I design most of my own book covers. Unlike many writers, I do have some graphic design training, enough to be competent if not really sophisticated or expert. That combined with what I've been told is a "good eye" and a preference for simple covers enables me to save some dollars.
Not every cover design I've done makes the grade. Some have been simply bad. The worst I did was for The Barbary Lion. I soon replaced that awful design, even though Goodreads doesn't show the updated cover. Most uncooperative of them.
When Tiger in the Snow came out, I continued with the theme established in The Barbary Lion: a black and white line drawing of a roaring predator in the top third of the cover, a colored center bar with the title, and a sensual, black and white picture of man kissing a woman on the bottom third.
As I worked to finish up the third book in the series, Bear of the Midnight Sun, I anticipated designing that cover, too. However, I could not find a line drawing of a roaring polar bear that I liked. I did find a few pictures for the bottom of the cover that would suit. Stymied, I decided to hand the cover design to a professional who specializes in cover design and posted an RFP or buyer request on Fiverr.
=-=-=
> TASKS AND EXERCISES:
1. In the passage about designing book covers, which book got the worst cover the writer ever designed?
2. Reproduce word for word the part of the book cover passage that opens with the words containing "When Tiger in" and closes with "the bottom third.".
=-=-=
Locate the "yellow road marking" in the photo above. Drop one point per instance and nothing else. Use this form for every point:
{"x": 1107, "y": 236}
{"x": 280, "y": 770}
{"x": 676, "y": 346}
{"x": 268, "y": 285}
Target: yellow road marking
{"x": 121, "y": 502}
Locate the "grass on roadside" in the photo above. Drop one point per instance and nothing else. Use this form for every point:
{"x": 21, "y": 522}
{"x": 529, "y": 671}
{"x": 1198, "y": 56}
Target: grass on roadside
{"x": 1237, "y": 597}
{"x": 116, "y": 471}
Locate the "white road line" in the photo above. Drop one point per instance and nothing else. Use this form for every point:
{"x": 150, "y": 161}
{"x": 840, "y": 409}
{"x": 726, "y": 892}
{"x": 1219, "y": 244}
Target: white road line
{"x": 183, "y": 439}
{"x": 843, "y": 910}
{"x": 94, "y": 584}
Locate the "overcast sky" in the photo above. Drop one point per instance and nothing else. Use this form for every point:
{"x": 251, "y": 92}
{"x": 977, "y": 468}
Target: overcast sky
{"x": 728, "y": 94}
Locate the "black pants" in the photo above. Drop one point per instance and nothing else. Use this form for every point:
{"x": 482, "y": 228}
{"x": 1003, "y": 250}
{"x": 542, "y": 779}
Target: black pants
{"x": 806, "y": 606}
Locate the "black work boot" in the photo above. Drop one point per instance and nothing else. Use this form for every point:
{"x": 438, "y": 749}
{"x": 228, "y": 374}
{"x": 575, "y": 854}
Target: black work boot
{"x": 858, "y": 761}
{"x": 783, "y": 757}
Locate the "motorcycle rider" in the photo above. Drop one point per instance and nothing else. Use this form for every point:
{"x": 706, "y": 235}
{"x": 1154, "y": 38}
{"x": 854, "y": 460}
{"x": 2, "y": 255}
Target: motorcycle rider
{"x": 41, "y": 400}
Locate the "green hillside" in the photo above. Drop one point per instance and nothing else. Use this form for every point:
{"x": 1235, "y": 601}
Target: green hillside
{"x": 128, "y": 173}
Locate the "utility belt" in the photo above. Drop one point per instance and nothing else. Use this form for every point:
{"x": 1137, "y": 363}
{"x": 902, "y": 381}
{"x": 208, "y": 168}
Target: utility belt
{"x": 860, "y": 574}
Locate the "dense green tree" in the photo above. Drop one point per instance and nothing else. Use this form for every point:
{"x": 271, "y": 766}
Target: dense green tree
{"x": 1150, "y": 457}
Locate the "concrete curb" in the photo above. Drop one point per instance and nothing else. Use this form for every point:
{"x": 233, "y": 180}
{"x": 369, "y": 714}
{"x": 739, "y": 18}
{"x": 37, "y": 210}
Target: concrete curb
=-=-=
> OUTPUTS IN ORDER:
1. The Barbary Lion

2.
When Tiger in the Snow came out, I continued with the theme established in The Barbary Lion: a black and white line drawing of a roaring predator in the top third of the cover, a colored center bar with the title, and a sensual, black and white picture of man kissing a woman on the bottom third.